• **The task**: Go to the line in the data below that contains "Spot the large". Write it out exactly, along with every later line through the last, and nothing else.

* * * *

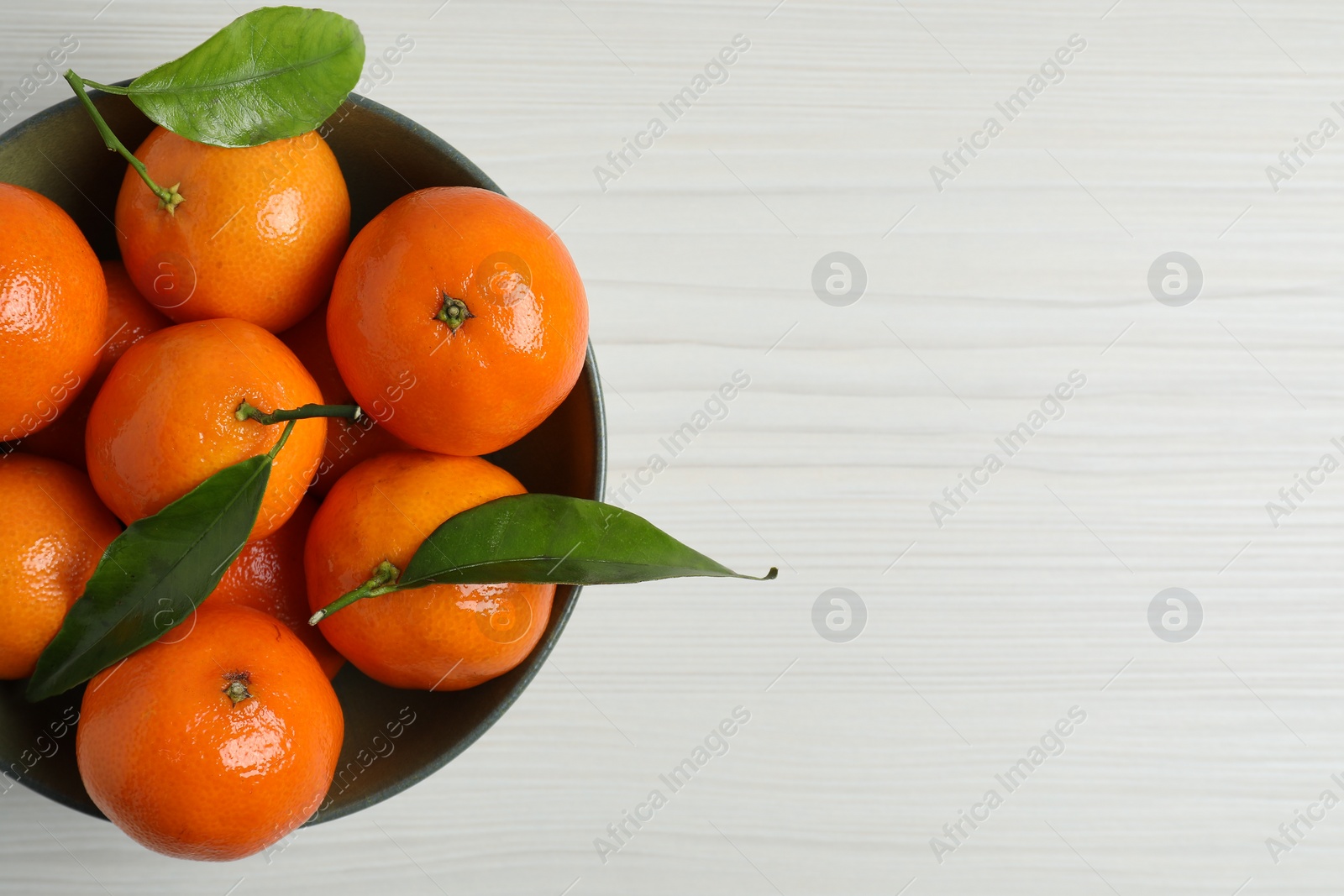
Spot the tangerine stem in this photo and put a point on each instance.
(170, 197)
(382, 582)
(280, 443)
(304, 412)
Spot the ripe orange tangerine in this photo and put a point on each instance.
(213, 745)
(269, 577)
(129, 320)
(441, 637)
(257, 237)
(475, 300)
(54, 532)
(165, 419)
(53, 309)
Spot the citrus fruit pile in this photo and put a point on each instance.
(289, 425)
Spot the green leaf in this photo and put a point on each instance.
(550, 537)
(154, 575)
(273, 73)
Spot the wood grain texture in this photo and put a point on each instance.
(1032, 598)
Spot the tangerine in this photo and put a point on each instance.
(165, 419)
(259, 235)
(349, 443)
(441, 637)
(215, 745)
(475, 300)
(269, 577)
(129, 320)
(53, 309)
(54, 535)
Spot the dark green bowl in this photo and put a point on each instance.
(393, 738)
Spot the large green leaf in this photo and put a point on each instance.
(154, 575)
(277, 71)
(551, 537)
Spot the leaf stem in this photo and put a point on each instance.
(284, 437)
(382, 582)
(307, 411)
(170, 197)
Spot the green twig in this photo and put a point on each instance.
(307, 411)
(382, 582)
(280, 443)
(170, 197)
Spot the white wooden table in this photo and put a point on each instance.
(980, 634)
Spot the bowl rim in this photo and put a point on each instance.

* * * *

• **Exercise response**:
Spot the large green leaf in this photo and put a point on each instance.
(154, 575)
(277, 71)
(551, 537)
Spot the leaf stem in this photo and put a point on each instance.
(284, 437)
(382, 582)
(307, 411)
(170, 197)
Spot the green twig in this photo and put a point on each instance.
(307, 411)
(382, 582)
(280, 443)
(170, 197)
Spot the white wooden table in this photo and put a point on each instance.
(980, 634)
Spot the bowl rim in this photo and put a point on each instance.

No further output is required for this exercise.